**Do this:**
Which lines of the material below contain the word "rice"? Copy every one of them.

**Stored data:**
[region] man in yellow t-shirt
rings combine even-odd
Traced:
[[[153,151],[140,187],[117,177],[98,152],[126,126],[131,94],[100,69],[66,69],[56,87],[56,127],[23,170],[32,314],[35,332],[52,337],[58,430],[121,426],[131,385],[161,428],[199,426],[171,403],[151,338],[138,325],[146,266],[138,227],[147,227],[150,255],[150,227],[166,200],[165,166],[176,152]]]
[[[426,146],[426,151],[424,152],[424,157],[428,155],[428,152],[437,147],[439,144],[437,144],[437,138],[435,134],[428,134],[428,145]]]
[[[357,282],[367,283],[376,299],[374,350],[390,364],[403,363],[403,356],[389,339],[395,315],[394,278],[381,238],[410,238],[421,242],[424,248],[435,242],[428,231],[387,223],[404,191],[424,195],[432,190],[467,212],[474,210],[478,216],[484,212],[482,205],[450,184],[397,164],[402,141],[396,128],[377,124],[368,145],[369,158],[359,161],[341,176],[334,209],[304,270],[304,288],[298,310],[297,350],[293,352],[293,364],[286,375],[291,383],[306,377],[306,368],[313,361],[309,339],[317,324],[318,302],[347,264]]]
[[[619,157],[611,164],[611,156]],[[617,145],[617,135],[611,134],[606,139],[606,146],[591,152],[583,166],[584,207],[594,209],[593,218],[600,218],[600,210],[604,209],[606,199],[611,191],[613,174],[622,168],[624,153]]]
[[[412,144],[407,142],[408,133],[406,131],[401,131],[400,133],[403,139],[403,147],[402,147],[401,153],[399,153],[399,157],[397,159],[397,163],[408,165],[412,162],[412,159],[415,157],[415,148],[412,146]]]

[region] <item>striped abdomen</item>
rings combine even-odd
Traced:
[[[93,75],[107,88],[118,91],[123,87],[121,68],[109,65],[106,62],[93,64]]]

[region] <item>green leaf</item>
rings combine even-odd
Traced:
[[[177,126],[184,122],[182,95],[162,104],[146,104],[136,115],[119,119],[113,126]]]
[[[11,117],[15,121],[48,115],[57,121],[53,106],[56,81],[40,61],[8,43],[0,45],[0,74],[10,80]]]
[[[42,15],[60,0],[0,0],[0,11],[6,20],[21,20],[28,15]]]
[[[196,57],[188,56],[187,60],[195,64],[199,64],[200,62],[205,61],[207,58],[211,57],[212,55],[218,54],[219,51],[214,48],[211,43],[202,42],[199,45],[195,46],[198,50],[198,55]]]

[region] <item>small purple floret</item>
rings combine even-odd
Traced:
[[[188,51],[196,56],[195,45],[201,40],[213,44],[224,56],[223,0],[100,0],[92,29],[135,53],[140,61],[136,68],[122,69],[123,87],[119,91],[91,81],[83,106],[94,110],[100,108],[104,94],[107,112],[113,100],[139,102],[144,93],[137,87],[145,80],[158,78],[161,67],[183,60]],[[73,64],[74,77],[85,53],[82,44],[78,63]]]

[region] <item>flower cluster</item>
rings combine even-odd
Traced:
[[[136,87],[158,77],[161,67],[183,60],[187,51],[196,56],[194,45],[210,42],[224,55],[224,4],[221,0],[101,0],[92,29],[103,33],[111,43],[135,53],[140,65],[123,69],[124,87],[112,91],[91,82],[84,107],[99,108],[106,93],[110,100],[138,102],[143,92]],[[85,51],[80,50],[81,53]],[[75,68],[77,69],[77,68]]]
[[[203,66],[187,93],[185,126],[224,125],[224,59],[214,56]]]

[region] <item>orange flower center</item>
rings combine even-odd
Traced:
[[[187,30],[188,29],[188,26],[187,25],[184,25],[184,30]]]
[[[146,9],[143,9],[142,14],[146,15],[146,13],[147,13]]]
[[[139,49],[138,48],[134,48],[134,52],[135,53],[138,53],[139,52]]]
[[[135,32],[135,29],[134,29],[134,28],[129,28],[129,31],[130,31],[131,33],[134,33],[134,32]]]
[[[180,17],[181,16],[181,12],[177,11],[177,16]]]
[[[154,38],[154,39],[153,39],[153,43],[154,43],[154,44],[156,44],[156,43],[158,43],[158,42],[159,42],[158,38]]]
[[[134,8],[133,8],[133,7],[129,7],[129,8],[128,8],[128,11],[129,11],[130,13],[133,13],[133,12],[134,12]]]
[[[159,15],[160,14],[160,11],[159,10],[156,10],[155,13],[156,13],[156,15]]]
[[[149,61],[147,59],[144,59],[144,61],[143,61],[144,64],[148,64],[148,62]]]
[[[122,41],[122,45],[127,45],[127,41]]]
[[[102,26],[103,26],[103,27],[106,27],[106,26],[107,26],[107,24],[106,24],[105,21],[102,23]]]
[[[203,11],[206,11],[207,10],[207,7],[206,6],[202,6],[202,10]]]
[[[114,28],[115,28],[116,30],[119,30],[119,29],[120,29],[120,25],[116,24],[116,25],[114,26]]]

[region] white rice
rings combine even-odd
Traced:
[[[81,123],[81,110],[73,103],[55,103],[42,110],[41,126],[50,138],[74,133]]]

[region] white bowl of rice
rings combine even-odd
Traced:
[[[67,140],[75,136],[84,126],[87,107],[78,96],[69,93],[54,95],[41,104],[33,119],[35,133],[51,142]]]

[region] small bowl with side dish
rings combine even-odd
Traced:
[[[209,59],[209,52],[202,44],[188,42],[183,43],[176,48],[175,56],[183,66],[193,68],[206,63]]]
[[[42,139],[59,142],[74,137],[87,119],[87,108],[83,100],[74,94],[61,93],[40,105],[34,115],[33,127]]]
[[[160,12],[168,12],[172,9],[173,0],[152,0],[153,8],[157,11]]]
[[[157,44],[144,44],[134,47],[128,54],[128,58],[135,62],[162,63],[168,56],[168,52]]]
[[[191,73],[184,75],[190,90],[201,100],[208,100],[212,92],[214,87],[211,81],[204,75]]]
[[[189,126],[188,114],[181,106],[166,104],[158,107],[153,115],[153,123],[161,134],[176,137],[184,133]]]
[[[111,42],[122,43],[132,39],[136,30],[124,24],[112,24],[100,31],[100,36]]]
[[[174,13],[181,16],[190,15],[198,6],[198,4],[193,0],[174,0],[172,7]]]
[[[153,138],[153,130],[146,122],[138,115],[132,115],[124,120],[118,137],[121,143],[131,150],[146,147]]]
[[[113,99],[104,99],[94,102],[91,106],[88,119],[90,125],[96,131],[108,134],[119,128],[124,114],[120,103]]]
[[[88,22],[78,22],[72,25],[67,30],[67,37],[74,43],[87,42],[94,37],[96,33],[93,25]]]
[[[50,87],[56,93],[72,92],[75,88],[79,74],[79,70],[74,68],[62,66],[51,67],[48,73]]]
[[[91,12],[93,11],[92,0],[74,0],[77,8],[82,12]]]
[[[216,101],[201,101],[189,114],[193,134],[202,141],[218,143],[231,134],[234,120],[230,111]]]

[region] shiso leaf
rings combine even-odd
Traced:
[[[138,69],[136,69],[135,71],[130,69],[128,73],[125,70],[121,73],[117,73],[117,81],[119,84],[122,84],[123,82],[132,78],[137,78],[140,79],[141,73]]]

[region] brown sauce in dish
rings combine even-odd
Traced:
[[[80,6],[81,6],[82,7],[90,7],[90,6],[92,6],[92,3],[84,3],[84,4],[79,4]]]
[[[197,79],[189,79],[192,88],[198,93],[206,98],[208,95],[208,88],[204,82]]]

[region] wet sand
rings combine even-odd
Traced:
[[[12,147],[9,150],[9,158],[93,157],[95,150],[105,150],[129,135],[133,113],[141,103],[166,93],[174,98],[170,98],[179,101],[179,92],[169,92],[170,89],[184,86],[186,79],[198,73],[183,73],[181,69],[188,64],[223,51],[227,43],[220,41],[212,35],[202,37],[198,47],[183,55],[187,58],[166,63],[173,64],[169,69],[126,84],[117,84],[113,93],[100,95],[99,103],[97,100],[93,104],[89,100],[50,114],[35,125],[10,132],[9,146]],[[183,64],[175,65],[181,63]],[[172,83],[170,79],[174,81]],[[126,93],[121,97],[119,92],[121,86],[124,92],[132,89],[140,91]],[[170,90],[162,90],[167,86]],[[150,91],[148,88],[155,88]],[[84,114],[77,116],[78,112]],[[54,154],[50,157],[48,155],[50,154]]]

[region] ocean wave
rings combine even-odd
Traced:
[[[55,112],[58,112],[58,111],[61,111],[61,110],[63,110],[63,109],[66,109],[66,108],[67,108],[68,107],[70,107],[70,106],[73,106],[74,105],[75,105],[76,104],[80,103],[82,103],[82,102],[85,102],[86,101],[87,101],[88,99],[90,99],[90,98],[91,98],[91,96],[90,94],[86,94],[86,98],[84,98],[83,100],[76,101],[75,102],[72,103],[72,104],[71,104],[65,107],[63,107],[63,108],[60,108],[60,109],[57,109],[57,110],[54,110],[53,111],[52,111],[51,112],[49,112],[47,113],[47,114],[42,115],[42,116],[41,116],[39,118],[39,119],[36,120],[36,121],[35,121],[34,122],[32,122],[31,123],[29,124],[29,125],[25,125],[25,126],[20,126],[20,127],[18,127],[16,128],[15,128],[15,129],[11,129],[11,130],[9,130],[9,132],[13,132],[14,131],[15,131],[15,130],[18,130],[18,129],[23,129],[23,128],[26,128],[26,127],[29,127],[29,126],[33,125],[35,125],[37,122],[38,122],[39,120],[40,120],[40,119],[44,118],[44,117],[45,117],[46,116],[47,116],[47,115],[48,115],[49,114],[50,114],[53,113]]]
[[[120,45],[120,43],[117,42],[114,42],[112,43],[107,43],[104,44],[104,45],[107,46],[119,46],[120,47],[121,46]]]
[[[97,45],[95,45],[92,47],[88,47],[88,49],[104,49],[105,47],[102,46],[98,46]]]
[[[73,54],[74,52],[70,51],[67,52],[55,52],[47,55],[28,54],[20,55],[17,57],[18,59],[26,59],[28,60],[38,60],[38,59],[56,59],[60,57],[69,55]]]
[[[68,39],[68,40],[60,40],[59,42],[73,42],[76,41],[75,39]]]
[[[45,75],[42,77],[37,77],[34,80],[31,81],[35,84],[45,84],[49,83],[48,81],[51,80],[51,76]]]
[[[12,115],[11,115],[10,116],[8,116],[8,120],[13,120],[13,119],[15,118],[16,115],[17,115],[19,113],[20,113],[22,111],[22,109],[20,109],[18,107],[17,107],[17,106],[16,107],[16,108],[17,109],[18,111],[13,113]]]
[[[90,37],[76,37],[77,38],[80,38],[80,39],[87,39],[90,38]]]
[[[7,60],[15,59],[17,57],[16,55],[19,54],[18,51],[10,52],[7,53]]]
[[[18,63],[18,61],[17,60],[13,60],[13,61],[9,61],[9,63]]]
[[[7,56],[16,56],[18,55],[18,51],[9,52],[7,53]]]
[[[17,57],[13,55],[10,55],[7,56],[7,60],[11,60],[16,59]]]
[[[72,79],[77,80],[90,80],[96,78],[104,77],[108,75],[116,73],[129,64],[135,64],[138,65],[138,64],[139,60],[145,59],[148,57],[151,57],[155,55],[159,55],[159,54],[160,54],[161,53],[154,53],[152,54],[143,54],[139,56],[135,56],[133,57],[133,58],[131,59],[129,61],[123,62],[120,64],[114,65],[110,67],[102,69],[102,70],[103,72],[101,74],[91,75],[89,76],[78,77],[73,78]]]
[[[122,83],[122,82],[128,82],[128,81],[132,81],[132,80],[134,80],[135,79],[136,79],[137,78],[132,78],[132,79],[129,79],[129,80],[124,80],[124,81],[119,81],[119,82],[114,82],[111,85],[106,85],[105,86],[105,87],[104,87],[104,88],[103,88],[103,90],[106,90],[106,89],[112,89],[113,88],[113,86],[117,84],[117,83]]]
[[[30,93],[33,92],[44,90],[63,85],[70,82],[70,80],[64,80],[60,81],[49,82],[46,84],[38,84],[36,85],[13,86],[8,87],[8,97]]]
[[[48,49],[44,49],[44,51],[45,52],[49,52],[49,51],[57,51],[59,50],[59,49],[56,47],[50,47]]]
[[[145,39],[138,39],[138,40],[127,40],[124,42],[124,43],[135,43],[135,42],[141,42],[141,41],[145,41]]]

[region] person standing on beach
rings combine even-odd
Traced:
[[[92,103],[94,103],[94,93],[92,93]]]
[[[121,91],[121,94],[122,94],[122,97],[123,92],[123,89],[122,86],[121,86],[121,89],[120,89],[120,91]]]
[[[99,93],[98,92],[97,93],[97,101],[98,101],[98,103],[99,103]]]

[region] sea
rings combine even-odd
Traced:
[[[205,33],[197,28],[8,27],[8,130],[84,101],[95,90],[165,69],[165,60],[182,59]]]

**Output:**
[region] white rice
[region] white bowl of rice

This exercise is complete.